## [INSTRUCTION]
Present the listing below as a numbered list with one line per number, skipping blank lines and leaving out the pictures.

## [ITEMS]

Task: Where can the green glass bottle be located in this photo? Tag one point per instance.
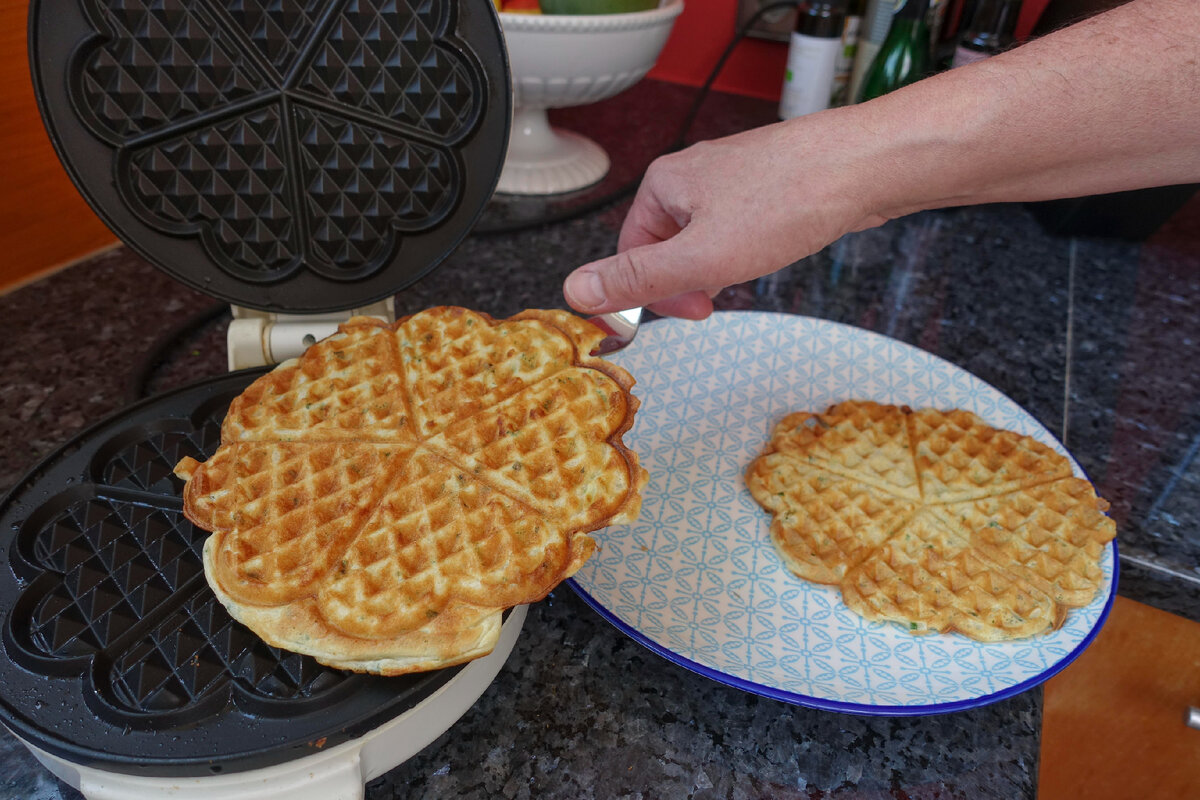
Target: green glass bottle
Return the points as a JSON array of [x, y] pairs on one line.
[[904, 55]]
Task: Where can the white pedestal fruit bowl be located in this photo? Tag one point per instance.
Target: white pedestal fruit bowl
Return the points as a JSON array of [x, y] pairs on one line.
[[563, 60]]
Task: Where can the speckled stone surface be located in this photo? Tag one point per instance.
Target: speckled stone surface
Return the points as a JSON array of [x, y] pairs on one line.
[[1097, 338]]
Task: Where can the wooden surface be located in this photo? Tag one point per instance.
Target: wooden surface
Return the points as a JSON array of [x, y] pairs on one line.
[[43, 221], [1113, 721]]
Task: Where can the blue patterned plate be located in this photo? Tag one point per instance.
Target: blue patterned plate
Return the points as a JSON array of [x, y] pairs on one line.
[[696, 578]]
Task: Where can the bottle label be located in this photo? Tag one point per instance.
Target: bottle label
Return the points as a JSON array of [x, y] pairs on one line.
[[808, 82], [845, 62], [963, 55]]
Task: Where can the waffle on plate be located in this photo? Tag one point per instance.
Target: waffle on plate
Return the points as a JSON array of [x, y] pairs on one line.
[[933, 519], [379, 501]]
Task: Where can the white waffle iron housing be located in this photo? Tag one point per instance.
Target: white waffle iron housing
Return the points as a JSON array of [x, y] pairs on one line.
[[305, 161]]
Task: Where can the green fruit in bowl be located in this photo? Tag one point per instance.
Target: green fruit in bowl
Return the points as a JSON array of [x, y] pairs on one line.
[[595, 6]]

## [SOLUTION TO THIS PROBLEM]
1. Task: Where can the green glass bottle be located in this photo? Tag one point per instance.
2. Target: green glass bottle
3. Return the points as a JSON array of [x, y] pairs on one line.
4. [[904, 55]]
5. Task: Where can the white pedestal fruit bowl be located in this photo? Tag one point per instance.
6. Target: white pedestal fruit bowl
7. Return the points as a JSON array of [x, y] pairs on one line.
8. [[563, 60]]
9. Task: Where can the speckled stone surface be located in this photo? Tag one point per instance.
10. Target: speckled stone surface
11. Return the points as a JSON array of [x, y] pairs on one line.
12. [[1097, 338]]
13. Task: Where can the wooden surface be located in this photo? Tag one point per instance.
14. Target: wooden surface
15. Return the points as a JSON array of [x, y] pairs on one line.
16. [[43, 221], [1113, 721]]
17. Task: Where can the blue patterned plate be located in this photo? Tag one point per instance.
18. Target: blue patterned plate
19. Return the points as a JSON array of [x, y] pairs on one line.
20. [[696, 578]]
21. Task: Where can the bottle label be located in this photo? Tag one point per instance.
22. Target: bottle label
23. Return the points as a JSON array of [x, y] pairs on one line.
24. [[808, 82], [845, 62], [963, 55]]
25. Task: Where can the waffle on plate be located in this photo? Tag one point per instance.
26. Target: waffle on plate
27. Return the points as a JSON array of [x, y] pairs on one line.
28. [[933, 519], [379, 501]]
29. Task: Where can the white waffle iron housing be located in this photo? Tag one point per instance.
30. Target: white waffle iron housing
31. Return the points as a JSON array of [x, y] pairs on one line.
32. [[305, 161]]
33. Task: Where can the green fruit in bowl be located in this photo? Tag one point per instance.
34. Target: green fruit in bowl
35. Return the points as a JSON array of [x, y] pairs on one line.
36. [[595, 6]]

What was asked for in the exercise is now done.